What is being asked: Drawing on the excerpt from Kirchner v. Closterman, explain why both notes fall due on January 2, 1928, in one to three sentences.

Supplied text:
• • • • • • •
Kirchner v. Closterman

272 P. 278 | Or. | 1928

IN BANC.

This is an action by plaintiff, Adolf O. Kirchner, to recover from the defendant, Robert G. Closterman, as executor of the estate of John G. Kuebrich, deceased, the amount of two alleged promissory notes executed by deceased during his lifetime. The notes read as follows:

"$1,200.00. Portland, Oregon, Jan. 2, 1923.

"Five years after date I promise to pay to the order of Otto Kirschner, Twelve Hundred Dollars, at Portland, Oregon. Value received with interest at 7 per cent per annum.

"Due Jan. 2, 1928.

"J.G. KUEBRICH." "$3,000.00. Portland, Oregon, Jan. 2, 1923.

"Five years after date I promise to pay to the order of Otto Kirschner, Three Thousand Dollars, at Portland, Oregon. Value received with interest at 7 per cent per annum.

"Due Jan. 2, 1928.

"JOHN G. KUEBRICH."
• • • • • • •
Dataset records:
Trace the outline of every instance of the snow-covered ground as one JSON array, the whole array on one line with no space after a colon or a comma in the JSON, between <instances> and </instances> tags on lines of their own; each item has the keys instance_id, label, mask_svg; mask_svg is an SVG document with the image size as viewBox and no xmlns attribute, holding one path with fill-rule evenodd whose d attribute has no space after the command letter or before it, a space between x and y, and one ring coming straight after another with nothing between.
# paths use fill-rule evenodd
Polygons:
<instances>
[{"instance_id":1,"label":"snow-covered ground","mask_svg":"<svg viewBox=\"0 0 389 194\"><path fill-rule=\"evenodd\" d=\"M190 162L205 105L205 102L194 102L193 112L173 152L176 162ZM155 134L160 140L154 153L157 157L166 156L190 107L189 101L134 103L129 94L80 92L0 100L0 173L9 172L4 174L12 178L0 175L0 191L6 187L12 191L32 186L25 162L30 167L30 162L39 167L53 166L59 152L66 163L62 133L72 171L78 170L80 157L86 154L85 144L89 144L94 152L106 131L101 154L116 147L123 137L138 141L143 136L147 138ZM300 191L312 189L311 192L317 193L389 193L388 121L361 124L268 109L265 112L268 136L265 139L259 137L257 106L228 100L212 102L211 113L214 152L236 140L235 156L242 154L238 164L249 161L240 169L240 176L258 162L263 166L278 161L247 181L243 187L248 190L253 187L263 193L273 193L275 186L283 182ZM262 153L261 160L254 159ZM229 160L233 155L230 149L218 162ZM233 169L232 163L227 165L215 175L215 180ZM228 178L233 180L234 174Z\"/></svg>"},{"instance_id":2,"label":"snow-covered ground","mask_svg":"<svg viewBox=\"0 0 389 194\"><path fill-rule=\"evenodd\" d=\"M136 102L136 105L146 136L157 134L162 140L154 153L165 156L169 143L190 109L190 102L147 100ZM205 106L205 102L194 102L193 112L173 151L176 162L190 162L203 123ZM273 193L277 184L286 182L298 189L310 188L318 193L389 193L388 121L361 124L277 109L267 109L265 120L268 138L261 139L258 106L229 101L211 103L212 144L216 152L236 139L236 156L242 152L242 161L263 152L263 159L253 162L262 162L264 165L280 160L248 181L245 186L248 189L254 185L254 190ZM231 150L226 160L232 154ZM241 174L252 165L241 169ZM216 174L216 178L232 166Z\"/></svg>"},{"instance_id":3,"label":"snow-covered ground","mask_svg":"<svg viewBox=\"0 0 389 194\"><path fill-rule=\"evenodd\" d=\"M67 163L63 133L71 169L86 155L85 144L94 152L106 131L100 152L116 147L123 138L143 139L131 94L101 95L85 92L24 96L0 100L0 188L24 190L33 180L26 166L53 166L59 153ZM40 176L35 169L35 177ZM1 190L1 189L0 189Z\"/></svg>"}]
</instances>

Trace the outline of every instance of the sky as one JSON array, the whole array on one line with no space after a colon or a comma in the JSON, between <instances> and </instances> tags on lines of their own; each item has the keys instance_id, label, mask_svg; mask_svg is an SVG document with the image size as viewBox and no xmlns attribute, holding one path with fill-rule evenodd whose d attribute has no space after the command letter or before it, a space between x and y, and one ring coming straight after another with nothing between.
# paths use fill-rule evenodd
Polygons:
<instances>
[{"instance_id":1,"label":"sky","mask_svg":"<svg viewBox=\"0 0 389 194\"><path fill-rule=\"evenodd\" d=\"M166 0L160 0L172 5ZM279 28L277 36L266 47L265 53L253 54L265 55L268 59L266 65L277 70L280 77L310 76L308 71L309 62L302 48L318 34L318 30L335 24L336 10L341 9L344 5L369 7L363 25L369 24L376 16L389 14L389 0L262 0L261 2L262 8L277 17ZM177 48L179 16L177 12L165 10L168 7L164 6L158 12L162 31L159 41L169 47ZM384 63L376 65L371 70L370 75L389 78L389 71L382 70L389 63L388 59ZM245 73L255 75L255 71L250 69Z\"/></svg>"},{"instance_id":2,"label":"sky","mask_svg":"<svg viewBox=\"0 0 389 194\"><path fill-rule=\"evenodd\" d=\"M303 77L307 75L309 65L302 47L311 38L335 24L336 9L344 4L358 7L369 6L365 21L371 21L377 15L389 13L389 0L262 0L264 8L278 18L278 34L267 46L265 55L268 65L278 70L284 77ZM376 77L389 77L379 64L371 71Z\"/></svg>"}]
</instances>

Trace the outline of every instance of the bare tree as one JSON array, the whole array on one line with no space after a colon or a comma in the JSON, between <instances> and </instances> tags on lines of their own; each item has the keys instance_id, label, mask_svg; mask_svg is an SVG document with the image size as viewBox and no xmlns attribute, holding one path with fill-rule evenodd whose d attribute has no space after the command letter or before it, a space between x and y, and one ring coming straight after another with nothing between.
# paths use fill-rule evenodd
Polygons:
• • • • • • •
Reply to the task: Both notes are dated at Portland, Oregon, on January 2, 1923, and each promises payment "Five years after date." Five years from that date is January 2, 1928, which is the due date written on each note.